原文 ▸
地球の年齢はだいたい四十五億年である。人類の年齢は三百万年で、僕は二十歳である。誰が何と言っても、世代差は生じるしかない。それに比べたら、資本主義の年齢はせいぜい四百年にすぎない。僕はどうしたってこっちのほうが気楽だった。言葉と心が通じ、何より食べたり飲んだりするもの、着るものなど似ている。つまりそんなわけで、僕は地球や人類よりは資本主義と共に生きてきたといえるのだ。僕らは共に老いていく。あなたならきっと、僕の言っていることがわかるだろう。(pp.97-98)

現実と超現実が同居する独特の世界観を軽妙な語り口で作り上げている。なので、通常のリアリズム小説に飽きた人にお勧め。文学とは自由なのだということが分かる。あと、これから韓国文学を読もうという人には入門書としていいかも。翻訳がとても読みやすい。

以下、各短編について。

元データ ▸
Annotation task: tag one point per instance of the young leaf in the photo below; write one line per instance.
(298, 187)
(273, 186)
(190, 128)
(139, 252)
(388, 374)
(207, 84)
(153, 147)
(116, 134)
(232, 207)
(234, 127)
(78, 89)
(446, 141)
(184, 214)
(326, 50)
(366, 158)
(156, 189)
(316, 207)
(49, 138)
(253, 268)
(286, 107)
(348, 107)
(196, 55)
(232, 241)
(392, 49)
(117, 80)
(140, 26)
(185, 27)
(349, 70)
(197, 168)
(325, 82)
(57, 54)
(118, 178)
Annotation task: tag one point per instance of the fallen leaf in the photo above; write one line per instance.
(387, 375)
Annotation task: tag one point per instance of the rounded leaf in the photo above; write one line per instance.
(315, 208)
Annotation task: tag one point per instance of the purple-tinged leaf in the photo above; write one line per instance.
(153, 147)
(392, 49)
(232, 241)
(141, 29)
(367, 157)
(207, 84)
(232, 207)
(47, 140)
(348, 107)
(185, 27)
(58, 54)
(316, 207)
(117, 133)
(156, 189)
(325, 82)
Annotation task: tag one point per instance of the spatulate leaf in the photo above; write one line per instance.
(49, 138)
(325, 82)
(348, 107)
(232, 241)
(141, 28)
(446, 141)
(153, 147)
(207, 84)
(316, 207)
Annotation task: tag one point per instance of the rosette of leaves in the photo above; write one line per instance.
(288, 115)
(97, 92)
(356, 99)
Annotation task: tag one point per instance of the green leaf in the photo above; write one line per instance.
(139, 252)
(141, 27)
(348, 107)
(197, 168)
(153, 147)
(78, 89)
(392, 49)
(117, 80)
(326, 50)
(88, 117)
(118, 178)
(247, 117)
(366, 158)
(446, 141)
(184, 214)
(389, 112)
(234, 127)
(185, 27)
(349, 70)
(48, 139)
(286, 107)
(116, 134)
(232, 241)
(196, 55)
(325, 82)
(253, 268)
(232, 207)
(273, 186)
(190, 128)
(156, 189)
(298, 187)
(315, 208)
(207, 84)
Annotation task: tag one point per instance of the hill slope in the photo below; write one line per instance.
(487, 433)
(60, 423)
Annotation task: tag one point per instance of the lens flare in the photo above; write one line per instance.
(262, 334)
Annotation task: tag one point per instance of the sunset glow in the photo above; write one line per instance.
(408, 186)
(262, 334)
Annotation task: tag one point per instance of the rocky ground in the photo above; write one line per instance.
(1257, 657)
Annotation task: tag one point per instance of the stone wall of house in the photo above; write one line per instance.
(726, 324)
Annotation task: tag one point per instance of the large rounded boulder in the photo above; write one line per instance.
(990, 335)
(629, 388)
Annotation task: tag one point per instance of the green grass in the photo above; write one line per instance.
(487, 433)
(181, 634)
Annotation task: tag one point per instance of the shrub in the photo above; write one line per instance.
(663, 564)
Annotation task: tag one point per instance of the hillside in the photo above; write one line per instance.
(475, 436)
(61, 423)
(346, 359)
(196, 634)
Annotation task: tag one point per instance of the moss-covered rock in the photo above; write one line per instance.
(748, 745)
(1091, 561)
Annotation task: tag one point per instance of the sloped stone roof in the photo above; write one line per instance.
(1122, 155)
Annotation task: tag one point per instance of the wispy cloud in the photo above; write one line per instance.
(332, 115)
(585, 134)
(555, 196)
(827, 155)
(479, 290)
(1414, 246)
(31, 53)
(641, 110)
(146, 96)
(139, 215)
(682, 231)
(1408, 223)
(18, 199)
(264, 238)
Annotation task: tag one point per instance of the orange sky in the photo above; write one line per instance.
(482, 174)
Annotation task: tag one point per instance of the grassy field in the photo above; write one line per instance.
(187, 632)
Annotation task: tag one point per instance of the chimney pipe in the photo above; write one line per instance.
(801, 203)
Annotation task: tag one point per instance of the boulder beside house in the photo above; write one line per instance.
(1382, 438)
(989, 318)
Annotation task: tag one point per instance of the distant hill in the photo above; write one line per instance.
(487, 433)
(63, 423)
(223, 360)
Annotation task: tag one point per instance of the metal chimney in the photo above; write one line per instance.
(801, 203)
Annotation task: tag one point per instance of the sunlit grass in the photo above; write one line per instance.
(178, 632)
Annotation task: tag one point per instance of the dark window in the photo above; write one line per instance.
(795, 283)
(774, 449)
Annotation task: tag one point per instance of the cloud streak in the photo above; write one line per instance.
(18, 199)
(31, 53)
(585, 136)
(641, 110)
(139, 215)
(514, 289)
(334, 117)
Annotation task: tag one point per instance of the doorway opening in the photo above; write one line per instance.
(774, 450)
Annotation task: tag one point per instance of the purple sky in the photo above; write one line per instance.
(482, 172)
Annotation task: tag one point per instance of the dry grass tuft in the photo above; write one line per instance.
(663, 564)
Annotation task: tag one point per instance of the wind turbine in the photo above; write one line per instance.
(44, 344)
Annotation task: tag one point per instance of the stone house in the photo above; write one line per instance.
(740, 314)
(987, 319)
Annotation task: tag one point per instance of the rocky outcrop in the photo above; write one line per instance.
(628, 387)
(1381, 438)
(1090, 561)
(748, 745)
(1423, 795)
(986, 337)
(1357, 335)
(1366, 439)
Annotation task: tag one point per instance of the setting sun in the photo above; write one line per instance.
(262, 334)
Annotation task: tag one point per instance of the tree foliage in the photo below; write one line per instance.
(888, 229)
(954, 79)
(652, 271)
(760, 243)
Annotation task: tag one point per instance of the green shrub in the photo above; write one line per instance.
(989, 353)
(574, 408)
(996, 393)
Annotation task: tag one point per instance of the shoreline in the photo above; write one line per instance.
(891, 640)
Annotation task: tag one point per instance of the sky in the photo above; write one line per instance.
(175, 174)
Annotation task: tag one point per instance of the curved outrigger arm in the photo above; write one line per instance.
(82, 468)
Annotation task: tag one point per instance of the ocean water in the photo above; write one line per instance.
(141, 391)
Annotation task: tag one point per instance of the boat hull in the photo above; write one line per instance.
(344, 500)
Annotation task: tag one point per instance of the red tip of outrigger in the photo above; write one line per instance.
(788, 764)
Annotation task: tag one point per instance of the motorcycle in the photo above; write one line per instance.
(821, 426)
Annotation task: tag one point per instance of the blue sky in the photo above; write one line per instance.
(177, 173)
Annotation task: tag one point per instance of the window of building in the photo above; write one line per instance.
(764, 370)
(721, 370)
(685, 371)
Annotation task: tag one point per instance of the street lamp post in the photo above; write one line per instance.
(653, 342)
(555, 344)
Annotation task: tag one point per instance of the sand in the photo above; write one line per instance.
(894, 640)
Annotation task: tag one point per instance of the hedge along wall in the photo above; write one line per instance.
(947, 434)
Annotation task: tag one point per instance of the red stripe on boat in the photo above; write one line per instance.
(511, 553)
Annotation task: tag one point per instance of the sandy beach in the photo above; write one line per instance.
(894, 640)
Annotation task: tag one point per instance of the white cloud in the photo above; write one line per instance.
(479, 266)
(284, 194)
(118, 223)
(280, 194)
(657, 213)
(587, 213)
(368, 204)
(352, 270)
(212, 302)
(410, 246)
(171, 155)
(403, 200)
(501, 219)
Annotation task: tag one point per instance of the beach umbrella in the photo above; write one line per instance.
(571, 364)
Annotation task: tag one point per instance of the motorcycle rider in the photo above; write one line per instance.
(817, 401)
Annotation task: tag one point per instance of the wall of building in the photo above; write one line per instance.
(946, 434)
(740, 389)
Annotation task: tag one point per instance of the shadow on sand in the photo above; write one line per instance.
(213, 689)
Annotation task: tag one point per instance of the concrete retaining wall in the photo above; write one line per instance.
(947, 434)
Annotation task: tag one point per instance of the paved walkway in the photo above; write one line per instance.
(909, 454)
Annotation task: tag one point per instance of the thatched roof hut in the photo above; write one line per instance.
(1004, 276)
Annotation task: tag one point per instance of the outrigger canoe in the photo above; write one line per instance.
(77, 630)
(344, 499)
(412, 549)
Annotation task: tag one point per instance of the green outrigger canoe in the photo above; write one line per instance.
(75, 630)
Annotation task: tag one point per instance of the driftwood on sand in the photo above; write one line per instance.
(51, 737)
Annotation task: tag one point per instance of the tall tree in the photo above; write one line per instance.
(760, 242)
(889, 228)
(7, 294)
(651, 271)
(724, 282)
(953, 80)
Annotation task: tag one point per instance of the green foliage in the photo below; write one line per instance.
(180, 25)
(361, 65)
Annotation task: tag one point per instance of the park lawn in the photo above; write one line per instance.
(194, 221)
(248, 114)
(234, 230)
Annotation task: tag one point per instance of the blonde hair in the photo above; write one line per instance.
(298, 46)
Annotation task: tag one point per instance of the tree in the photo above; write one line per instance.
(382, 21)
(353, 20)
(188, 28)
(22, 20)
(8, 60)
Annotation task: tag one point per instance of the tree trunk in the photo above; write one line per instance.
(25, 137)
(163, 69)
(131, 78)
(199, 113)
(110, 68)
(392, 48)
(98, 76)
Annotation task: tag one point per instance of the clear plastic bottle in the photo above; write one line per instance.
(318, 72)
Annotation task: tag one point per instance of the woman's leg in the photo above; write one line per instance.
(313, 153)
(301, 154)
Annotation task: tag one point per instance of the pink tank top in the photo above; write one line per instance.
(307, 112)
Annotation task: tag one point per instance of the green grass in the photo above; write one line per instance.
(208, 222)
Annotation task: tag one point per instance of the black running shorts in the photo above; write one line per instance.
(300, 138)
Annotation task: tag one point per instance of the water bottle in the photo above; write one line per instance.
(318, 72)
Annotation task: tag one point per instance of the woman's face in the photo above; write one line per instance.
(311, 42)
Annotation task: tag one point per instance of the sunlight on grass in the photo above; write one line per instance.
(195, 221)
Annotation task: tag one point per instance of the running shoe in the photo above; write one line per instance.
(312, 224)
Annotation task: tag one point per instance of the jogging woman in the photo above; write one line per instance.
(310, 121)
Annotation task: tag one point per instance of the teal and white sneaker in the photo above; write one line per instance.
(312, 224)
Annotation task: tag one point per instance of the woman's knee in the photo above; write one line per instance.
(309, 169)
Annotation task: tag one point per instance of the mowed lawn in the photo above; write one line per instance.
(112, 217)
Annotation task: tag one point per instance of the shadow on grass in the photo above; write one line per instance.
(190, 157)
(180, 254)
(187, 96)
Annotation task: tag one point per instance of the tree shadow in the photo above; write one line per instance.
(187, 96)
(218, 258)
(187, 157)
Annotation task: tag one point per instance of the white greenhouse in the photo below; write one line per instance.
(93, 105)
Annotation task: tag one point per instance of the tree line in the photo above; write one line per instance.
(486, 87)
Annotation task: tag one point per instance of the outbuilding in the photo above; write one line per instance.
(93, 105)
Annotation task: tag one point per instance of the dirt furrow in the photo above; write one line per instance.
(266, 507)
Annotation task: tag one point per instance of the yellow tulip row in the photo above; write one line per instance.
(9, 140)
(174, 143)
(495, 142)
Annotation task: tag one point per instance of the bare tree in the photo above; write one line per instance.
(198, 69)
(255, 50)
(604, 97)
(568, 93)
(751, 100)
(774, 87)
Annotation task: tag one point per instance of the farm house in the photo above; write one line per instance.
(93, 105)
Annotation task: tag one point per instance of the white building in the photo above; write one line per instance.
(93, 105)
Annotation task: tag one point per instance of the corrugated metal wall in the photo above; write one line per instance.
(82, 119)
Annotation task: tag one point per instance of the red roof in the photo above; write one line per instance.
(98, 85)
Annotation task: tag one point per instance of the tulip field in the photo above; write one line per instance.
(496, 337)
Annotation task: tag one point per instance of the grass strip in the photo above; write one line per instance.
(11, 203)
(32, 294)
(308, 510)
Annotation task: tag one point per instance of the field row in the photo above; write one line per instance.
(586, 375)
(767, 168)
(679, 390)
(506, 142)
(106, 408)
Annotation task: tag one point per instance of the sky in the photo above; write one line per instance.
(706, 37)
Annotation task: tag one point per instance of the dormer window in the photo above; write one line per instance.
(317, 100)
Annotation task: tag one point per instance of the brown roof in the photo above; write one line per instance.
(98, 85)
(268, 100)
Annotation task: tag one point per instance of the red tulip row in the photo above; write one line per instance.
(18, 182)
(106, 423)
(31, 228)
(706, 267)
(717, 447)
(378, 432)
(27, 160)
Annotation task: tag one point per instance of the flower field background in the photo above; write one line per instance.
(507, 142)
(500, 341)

課題 ▸ 原文の「地球の年齢はだいたい四十五億」から「も。翻訳がとても読みやすい。」までを、一字一句違えずに書き写してください。 このデータは原文とは関係がない。

解答 ▸
地球の年齢はだいたい四十五億年である。人類の年齢は三百万年で、僕は二十歳である。誰が何と言っても、世代差は生じるしかない。それに比べたら、資本主義の年齢はせいぜい四百年にすぎない。僕はどうしたってこっちのほうが気楽だった。言葉と心が通じ、何より食べたり飲んだりするもの、着るものなど似ている。つまりそんなわけで、僕は地球や人類よりは資本主義と共に生きてきたといえるのだ。僕らは共に老いていく。あなたならきっと、僕の言っていることがわかるだろう。(pp.97-98)

現実と超現実が同居する独特の世界観を軽妙な語り口で作り上げている。なので、通常のリアリズム小説に飽きた人にお勧め。文学とは自由なのだということが分かる。あと、これから韓国文学を読もうという人には入門書としていいかも。翻訳がとても読みやすい。